# Most Competitive? Black Templar, Nidzilla, or Jetbike Eldar?



## Thursdayisgod (Apr 1, 2009)

I cannot decide between these three armies:

Black Templar: They were ranked on BOLS as one of the 5 best armies right now, despite all the deragatory (sic?) comments made about SM lately. Apparently Most Preferred Enemy got a lot of boosts in 5th and they have it against everyone.

Nidzilla: Footslogging seems like a good way to loose a lot of games, but I have very limited experiences, so maybe I'm wrong here.

Jetbike Eldar: I really want a mobile army, it seems like a pretty emphasized necessicity to a successful army, and naturally this is the most mobile army available. The lack of durability seems like a major issue and Eldar seem hard to paint (and I'd have to convert Warlocks/Farseers onto Jetbikes) which for a new player apperas pretty difficult.

I'm open to advice and comparisons between these three, but as of right now I like all three way too much to commit to one. How can I better finalize my decision?


----------



## Crimzzen (Jul 9, 2008)

I'd say they are all pretty equal actually. 

Well, I have no experience with the Templar but I did read the article at BoLS. Nidzilla is still very strong, especially shooty (lots and lots of wounds can be dealt) however it is usually limited on troop choices, and the ones they have are pretty weak... Usually you aim to wipe their troop choices from the board.

Eldar Jetbikes - Hmmmm, regular jetbikes ain't that powerful, ESPECIALLY if you get first turn on them (before you can fortune). They also fall pretty quick to mass firepower at any decent strength. For instance, my nob bikers (10) and warboss can put out 33 twin linked shots that wound on 3s followed by a brutal charge. That being said, seer councils on bikes are pretty durable with their rerollable 4+ invuln and 3+ armour. However, they are not a major offensive unit with many of them having only 1-2 attacks that, granted, wound on a 2+ but are not power weapons.


In the end, however, I would probably go with either the Templar or the eldar as 2/3 missions are dependent on troops.


----------



## sooch (Nov 25, 2008)

Mech, mech, mech. It's all about the mech.


----------



## Gunstar (Feb 25, 2009)

▶ _Object position labeling rows_

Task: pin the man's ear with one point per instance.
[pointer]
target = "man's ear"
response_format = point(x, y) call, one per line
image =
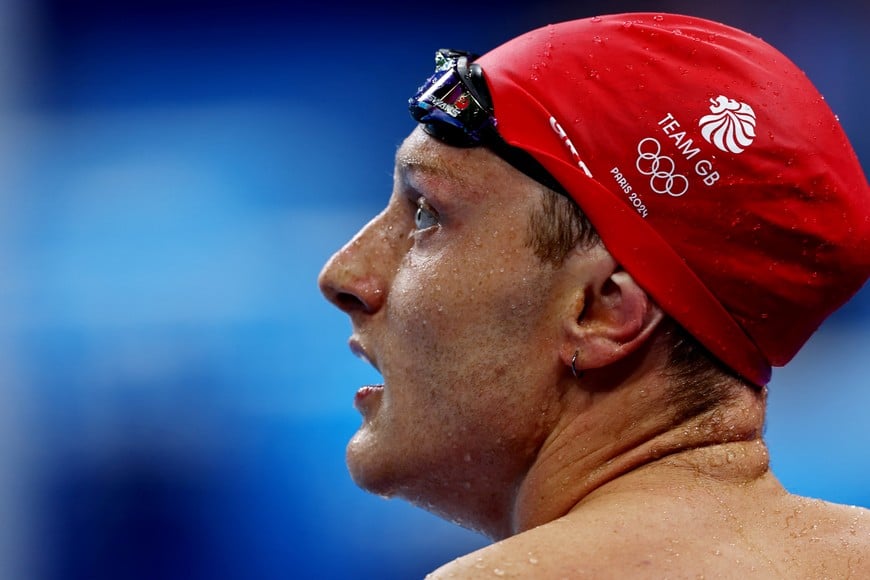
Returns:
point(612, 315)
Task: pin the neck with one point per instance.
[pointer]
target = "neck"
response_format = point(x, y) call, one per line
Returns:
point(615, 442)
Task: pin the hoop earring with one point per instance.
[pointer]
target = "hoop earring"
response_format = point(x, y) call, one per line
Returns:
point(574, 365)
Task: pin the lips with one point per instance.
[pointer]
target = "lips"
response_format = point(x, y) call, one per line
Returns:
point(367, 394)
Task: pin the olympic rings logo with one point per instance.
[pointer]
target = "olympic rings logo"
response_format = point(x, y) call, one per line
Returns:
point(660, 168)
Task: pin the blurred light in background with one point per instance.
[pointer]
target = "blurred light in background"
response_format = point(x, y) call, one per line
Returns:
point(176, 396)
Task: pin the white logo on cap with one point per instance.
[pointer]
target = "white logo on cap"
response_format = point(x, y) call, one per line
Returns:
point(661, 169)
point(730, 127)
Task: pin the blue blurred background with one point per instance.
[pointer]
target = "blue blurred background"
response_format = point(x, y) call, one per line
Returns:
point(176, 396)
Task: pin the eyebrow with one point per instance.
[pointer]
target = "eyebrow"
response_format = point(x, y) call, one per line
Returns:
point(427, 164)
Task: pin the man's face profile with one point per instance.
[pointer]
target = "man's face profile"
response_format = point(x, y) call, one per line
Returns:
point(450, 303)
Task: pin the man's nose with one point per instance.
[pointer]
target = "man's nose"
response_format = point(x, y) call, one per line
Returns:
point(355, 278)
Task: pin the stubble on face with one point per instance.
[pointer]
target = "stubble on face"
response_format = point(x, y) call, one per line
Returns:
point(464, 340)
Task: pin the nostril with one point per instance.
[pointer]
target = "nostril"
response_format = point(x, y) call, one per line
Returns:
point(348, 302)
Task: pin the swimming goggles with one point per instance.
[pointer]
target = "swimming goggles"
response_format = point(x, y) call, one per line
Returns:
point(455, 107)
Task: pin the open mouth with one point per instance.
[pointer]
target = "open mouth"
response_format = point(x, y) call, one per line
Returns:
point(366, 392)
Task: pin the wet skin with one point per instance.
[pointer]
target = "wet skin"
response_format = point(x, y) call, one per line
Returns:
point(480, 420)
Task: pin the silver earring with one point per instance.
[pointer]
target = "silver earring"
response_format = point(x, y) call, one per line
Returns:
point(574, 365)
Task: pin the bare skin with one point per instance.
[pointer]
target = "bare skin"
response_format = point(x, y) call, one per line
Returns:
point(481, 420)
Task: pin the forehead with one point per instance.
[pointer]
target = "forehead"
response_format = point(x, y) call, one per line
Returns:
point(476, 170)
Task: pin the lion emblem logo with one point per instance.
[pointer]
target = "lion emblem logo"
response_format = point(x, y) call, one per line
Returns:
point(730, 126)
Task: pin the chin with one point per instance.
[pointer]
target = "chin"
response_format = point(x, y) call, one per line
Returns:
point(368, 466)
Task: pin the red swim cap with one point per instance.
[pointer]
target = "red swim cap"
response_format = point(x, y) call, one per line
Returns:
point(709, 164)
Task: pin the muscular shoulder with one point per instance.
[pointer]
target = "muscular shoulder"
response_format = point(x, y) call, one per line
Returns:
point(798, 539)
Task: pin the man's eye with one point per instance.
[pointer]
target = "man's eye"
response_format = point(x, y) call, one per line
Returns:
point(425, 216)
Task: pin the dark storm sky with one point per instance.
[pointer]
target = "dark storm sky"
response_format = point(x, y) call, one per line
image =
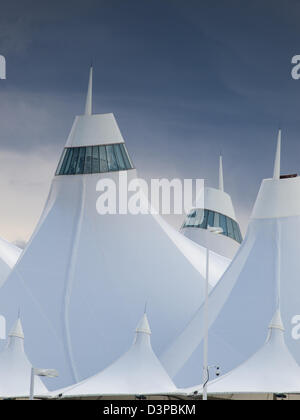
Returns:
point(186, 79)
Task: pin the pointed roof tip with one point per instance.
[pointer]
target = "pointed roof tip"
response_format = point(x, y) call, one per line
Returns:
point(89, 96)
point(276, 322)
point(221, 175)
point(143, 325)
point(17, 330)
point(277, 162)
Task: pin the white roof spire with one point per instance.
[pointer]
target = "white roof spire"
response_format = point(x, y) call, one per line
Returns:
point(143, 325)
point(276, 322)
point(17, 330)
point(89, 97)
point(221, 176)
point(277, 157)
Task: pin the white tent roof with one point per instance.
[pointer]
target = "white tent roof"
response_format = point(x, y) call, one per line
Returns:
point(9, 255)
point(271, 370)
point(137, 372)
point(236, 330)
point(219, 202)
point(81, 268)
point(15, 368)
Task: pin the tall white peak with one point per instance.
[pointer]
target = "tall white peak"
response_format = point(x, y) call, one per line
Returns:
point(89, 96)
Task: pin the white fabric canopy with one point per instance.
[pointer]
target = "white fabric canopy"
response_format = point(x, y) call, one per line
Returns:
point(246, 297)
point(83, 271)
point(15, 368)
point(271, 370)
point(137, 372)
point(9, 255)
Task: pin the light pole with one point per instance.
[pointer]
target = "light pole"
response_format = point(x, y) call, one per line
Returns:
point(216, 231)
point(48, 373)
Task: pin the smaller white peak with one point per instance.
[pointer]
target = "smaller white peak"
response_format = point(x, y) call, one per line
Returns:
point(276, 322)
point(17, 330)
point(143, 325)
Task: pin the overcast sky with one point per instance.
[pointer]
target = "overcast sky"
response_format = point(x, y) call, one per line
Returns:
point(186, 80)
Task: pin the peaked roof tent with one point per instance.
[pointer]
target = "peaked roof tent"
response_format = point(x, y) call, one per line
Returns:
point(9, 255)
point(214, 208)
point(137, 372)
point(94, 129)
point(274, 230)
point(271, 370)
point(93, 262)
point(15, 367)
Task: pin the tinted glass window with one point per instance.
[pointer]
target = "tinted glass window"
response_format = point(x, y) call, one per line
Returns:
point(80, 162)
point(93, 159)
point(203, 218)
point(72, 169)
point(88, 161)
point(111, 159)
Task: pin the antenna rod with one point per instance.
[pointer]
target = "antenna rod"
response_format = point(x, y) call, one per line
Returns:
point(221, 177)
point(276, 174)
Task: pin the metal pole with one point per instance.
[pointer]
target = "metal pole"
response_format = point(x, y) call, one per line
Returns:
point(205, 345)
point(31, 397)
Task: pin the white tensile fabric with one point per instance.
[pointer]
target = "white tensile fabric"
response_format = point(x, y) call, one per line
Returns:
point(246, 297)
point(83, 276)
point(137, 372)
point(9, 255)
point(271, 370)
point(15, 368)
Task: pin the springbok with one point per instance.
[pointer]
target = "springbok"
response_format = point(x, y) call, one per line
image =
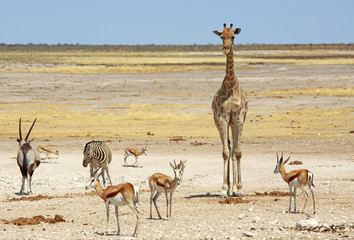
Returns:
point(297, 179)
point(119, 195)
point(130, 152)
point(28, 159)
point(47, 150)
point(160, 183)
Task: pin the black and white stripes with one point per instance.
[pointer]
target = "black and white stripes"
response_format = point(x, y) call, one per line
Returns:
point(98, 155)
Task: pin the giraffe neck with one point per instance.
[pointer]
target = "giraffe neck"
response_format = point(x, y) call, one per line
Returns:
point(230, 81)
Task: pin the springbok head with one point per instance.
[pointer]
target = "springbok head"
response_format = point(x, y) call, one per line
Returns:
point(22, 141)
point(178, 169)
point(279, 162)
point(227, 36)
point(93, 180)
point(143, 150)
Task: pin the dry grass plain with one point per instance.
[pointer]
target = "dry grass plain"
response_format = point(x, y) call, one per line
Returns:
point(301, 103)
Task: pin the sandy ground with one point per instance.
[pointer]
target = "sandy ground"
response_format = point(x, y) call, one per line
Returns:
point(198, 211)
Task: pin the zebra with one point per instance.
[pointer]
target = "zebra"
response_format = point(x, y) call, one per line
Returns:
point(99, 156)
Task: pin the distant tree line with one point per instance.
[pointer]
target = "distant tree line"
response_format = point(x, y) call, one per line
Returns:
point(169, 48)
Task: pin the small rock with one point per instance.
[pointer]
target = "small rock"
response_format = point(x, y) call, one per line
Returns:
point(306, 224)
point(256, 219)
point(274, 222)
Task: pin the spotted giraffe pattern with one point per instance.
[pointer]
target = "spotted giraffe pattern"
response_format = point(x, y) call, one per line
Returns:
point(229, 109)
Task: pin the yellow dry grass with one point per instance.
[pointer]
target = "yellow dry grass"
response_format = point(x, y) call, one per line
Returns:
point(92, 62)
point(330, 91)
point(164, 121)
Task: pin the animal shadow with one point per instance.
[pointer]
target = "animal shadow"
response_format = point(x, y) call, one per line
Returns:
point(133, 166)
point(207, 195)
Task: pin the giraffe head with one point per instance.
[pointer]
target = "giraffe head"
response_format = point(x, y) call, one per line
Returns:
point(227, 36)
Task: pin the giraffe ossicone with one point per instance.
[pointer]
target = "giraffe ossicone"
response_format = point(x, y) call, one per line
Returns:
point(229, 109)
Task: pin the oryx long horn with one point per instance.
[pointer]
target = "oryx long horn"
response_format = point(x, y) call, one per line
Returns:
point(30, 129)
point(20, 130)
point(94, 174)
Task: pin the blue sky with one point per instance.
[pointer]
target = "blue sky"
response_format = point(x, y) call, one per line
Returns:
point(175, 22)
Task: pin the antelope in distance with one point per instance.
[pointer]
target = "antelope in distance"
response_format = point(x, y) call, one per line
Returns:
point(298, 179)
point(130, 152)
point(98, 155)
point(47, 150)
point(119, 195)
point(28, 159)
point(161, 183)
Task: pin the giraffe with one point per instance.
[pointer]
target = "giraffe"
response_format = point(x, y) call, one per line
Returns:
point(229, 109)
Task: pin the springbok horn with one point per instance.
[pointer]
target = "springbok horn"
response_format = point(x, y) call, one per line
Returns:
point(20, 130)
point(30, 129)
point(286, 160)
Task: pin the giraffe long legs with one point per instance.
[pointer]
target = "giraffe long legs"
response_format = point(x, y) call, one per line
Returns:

▶ _YOUR INSTRUCTIONS_
From the forum thread above, list the three armies that the opening post is trying to choose between.

▶ _RESULT OF THIS EXERCISE_
Black Templar, Nidzilla, Jetbike Eldar